Consignes et exigences:
Relève chaque ligne des données qui contient le mot "support", en tenant compte de la casse, et recopie-la.

Section des données:
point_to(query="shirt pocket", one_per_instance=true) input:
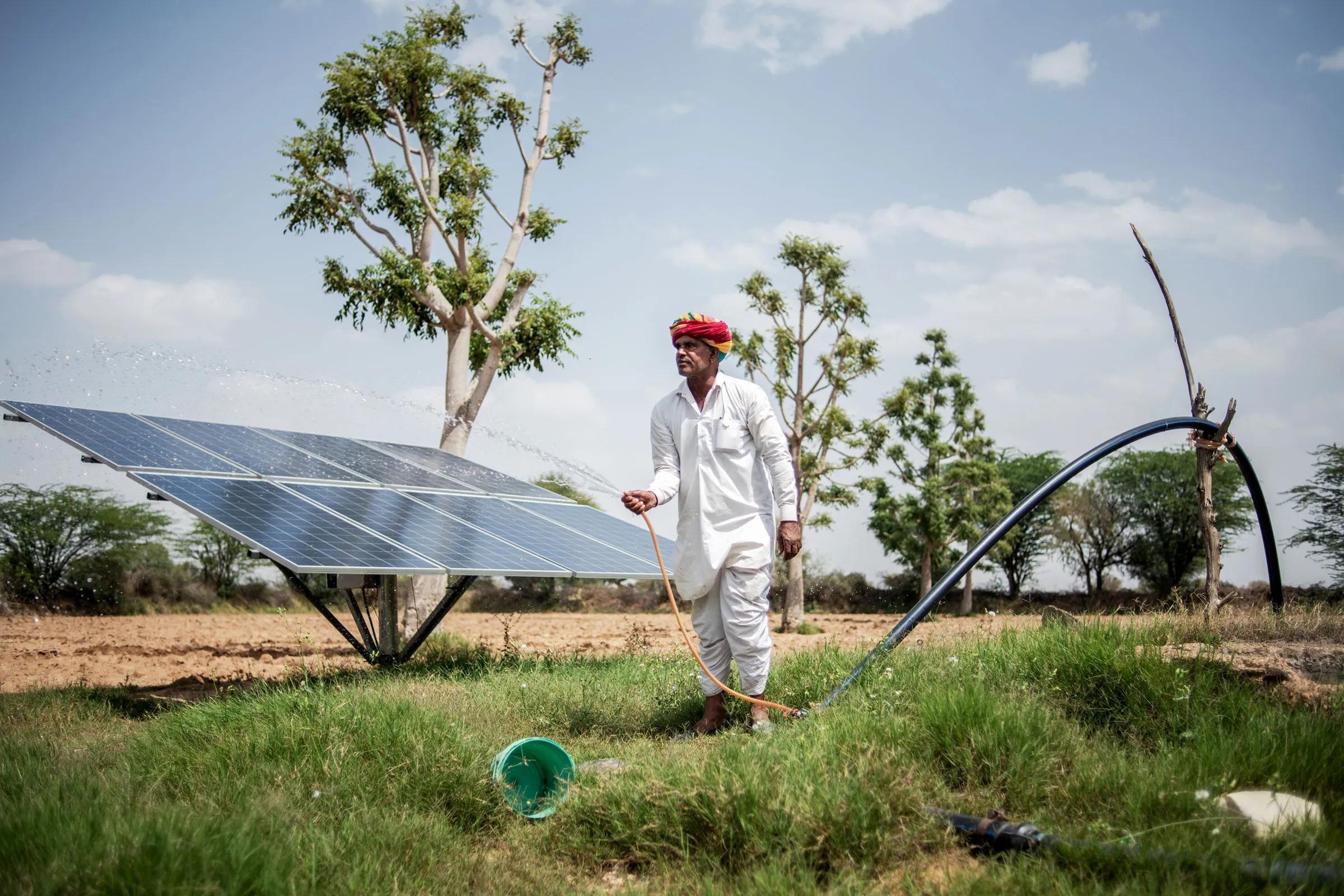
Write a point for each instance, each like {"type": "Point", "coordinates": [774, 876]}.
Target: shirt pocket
{"type": "Point", "coordinates": [730, 437]}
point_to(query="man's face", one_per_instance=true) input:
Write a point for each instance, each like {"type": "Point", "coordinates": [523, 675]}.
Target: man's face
{"type": "Point", "coordinates": [694, 356]}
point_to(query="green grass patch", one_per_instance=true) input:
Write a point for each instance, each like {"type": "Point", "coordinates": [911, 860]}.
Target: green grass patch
{"type": "Point", "coordinates": [377, 781]}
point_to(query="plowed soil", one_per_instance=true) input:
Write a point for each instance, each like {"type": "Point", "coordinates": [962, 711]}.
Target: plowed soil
{"type": "Point", "coordinates": [163, 651]}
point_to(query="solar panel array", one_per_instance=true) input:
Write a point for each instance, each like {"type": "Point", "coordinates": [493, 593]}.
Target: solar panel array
{"type": "Point", "coordinates": [331, 504]}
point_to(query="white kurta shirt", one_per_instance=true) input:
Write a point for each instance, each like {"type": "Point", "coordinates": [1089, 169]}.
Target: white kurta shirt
{"type": "Point", "coordinates": [727, 465]}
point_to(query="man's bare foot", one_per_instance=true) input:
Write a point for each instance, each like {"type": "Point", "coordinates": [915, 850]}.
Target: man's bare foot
{"type": "Point", "coordinates": [713, 718]}
{"type": "Point", "coordinates": [761, 716]}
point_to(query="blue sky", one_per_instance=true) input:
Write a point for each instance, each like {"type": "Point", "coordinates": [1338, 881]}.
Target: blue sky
{"type": "Point", "coordinates": [979, 162]}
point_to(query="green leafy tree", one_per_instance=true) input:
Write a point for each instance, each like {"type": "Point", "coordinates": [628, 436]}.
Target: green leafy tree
{"type": "Point", "coordinates": [422, 209]}
{"type": "Point", "coordinates": [1155, 493]}
{"type": "Point", "coordinates": [397, 160]}
{"type": "Point", "coordinates": [1020, 551]}
{"type": "Point", "coordinates": [565, 487]}
{"type": "Point", "coordinates": [941, 453]}
{"type": "Point", "coordinates": [1322, 501]}
{"type": "Point", "coordinates": [1090, 531]}
{"type": "Point", "coordinates": [221, 558]}
{"type": "Point", "coordinates": [48, 531]}
{"type": "Point", "coordinates": [810, 361]}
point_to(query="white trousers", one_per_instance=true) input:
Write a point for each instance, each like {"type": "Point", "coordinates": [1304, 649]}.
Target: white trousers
{"type": "Point", "coordinates": [733, 622]}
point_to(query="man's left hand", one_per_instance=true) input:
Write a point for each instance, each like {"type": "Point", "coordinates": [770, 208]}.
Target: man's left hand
{"type": "Point", "coordinates": [790, 539]}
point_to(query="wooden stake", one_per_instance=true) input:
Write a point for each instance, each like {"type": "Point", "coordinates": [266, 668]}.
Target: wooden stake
{"type": "Point", "coordinates": [1205, 459]}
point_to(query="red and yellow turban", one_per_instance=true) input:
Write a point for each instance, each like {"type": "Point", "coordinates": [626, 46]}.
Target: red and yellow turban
{"type": "Point", "coordinates": [704, 328]}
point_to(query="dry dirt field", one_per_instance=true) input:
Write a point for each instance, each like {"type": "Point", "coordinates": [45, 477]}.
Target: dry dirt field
{"type": "Point", "coordinates": [162, 651]}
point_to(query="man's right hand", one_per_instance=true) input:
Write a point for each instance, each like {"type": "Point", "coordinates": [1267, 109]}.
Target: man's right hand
{"type": "Point", "coordinates": [639, 501]}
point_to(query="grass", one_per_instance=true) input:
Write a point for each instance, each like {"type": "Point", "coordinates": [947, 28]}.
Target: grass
{"type": "Point", "coordinates": [375, 782]}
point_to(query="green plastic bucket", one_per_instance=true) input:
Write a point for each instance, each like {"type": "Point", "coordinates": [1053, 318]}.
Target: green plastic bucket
{"type": "Point", "coordinates": [534, 773]}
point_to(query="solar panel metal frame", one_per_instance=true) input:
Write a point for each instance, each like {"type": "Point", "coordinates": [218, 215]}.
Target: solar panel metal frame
{"type": "Point", "coordinates": [448, 517]}
{"type": "Point", "coordinates": [588, 574]}
{"type": "Point", "coordinates": [241, 472]}
{"type": "Point", "coordinates": [431, 568]}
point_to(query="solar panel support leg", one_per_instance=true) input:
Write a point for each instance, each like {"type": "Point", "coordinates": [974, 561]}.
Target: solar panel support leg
{"type": "Point", "coordinates": [365, 634]}
{"type": "Point", "coordinates": [388, 655]}
{"type": "Point", "coordinates": [451, 597]}
{"type": "Point", "coordinates": [297, 585]}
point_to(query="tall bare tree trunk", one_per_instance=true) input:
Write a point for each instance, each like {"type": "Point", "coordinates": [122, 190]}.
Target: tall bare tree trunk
{"type": "Point", "coordinates": [1206, 459]}
{"type": "Point", "coordinates": [968, 598]}
{"type": "Point", "coordinates": [427, 590]}
{"type": "Point", "coordinates": [1206, 452]}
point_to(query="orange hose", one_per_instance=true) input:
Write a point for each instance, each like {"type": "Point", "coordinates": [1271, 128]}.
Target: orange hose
{"type": "Point", "coordinates": [667, 584]}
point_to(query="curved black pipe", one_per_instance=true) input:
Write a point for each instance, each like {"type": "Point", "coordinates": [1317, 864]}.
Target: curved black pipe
{"type": "Point", "coordinates": [1043, 491]}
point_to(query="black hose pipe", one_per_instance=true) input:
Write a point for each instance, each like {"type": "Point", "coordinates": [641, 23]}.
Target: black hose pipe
{"type": "Point", "coordinates": [999, 836]}
{"type": "Point", "coordinates": [1043, 491]}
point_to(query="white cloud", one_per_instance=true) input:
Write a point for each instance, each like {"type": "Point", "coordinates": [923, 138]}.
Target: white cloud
{"type": "Point", "coordinates": [1329, 62]}
{"type": "Point", "coordinates": [696, 253]}
{"type": "Point", "coordinates": [945, 270]}
{"type": "Point", "coordinates": [804, 32]}
{"type": "Point", "coordinates": [1032, 307]}
{"type": "Point", "coordinates": [1065, 68]}
{"type": "Point", "coordinates": [1334, 62]}
{"type": "Point", "coordinates": [1012, 218]}
{"type": "Point", "coordinates": [1309, 347]}
{"type": "Point", "coordinates": [127, 308]}
{"type": "Point", "coordinates": [1101, 187]}
{"type": "Point", "coordinates": [1144, 21]}
{"type": "Point", "coordinates": [847, 233]}
{"type": "Point", "coordinates": [30, 262]}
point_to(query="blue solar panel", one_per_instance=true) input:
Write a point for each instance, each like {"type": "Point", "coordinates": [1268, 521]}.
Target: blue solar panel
{"type": "Point", "coordinates": [586, 557]}
{"type": "Point", "coordinates": [368, 463]}
{"type": "Point", "coordinates": [467, 472]}
{"type": "Point", "coordinates": [256, 452]}
{"type": "Point", "coordinates": [461, 548]}
{"type": "Point", "coordinates": [605, 527]}
{"type": "Point", "coordinates": [295, 533]}
{"type": "Point", "coordinates": [123, 440]}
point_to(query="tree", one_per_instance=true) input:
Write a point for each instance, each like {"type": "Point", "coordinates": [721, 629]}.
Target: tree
{"type": "Point", "coordinates": [1322, 500]}
{"type": "Point", "coordinates": [944, 456]}
{"type": "Point", "coordinates": [563, 486]}
{"type": "Point", "coordinates": [1207, 452]}
{"type": "Point", "coordinates": [424, 209]}
{"type": "Point", "coordinates": [1020, 551]}
{"type": "Point", "coordinates": [1154, 491]}
{"type": "Point", "coordinates": [810, 382]}
{"type": "Point", "coordinates": [45, 531]}
{"type": "Point", "coordinates": [1090, 531]}
{"type": "Point", "coordinates": [221, 558]}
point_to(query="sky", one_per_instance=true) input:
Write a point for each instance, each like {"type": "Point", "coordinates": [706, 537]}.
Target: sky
{"type": "Point", "coordinates": [978, 162]}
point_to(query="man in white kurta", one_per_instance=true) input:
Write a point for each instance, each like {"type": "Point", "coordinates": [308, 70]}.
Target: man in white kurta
{"type": "Point", "coordinates": [720, 450]}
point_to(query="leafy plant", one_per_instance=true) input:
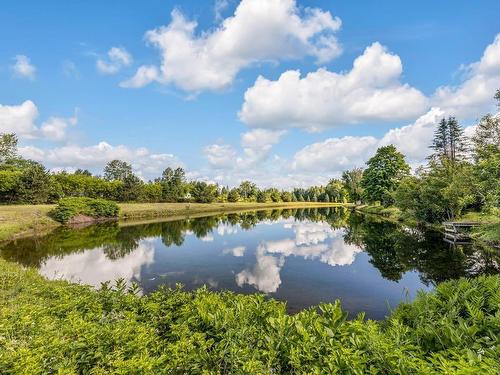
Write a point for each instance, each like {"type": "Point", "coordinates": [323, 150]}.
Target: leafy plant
{"type": "Point", "coordinates": [57, 327]}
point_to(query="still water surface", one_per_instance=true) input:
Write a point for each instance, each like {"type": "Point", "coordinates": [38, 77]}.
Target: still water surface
{"type": "Point", "coordinates": [303, 257]}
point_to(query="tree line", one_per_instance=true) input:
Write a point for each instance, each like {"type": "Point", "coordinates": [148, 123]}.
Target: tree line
{"type": "Point", "coordinates": [30, 182]}
{"type": "Point", "coordinates": [461, 174]}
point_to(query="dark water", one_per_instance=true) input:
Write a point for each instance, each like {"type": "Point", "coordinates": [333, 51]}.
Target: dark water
{"type": "Point", "coordinates": [303, 257]}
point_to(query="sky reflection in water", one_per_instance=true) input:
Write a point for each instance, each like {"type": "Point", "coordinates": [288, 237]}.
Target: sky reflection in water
{"type": "Point", "coordinates": [303, 257]}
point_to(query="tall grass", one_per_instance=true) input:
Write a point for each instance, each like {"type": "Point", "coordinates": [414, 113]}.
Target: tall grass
{"type": "Point", "coordinates": [56, 327]}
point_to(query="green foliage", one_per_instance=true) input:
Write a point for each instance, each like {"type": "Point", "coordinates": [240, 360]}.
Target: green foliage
{"type": "Point", "coordinates": [449, 141]}
{"type": "Point", "coordinates": [202, 192]}
{"type": "Point", "coordinates": [439, 193]}
{"type": "Point", "coordinates": [8, 146]}
{"type": "Point", "coordinates": [233, 196]}
{"type": "Point", "coordinates": [173, 184]}
{"type": "Point", "coordinates": [385, 171]}
{"type": "Point", "coordinates": [34, 184]}
{"type": "Point", "coordinates": [117, 170]}
{"type": "Point", "coordinates": [56, 327]}
{"type": "Point", "coordinates": [352, 183]}
{"type": "Point", "coordinates": [67, 208]}
{"type": "Point", "coordinates": [248, 191]}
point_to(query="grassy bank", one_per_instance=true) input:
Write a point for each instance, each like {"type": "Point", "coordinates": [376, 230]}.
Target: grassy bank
{"type": "Point", "coordinates": [488, 231]}
{"type": "Point", "coordinates": [390, 213]}
{"type": "Point", "coordinates": [57, 327]}
{"type": "Point", "coordinates": [25, 220]}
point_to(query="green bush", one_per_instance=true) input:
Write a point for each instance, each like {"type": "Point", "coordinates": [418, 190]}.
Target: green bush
{"type": "Point", "coordinates": [57, 327]}
{"type": "Point", "coordinates": [68, 208]}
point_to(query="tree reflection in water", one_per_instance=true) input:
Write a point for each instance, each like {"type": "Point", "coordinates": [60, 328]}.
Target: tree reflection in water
{"type": "Point", "coordinates": [393, 249]}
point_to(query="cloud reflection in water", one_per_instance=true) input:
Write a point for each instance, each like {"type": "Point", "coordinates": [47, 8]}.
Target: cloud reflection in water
{"type": "Point", "coordinates": [315, 241]}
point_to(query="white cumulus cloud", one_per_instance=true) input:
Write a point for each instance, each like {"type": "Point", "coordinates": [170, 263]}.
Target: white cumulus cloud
{"type": "Point", "coordinates": [334, 155]}
{"type": "Point", "coordinates": [117, 58]}
{"type": "Point", "coordinates": [370, 91]}
{"type": "Point", "coordinates": [21, 119]}
{"type": "Point", "coordinates": [95, 157]}
{"type": "Point", "coordinates": [474, 95]}
{"type": "Point", "coordinates": [259, 30]}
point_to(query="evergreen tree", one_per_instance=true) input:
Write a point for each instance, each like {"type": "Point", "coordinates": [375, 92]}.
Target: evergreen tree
{"type": "Point", "coordinates": [440, 141]}
{"type": "Point", "coordinates": [457, 142]}
{"type": "Point", "coordinates": [449, 141]}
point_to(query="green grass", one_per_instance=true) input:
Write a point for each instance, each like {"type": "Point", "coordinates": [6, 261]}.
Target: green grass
{"type": "Point", "coordinates": [49, 327]}
{"type": "Point", "coordinates": [25, 220]}
{"type": "Point", "coordinates": [17, 220]}
{"type": "Point", "coordinates": [391, 213]}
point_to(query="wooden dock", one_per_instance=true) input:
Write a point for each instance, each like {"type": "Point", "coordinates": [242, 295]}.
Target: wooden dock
{"type": "Point", "coordinates": [458, 232]}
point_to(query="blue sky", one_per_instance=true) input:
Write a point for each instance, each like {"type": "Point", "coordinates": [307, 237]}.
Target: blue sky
{"type": "Point", "coordinates": [192, 111]}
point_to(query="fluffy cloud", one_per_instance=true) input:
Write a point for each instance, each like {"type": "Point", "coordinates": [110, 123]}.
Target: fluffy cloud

Tâche accomplie:
point_to(query="solar panel support leg", one_per_instance=true) input:
Target: solar panel support leg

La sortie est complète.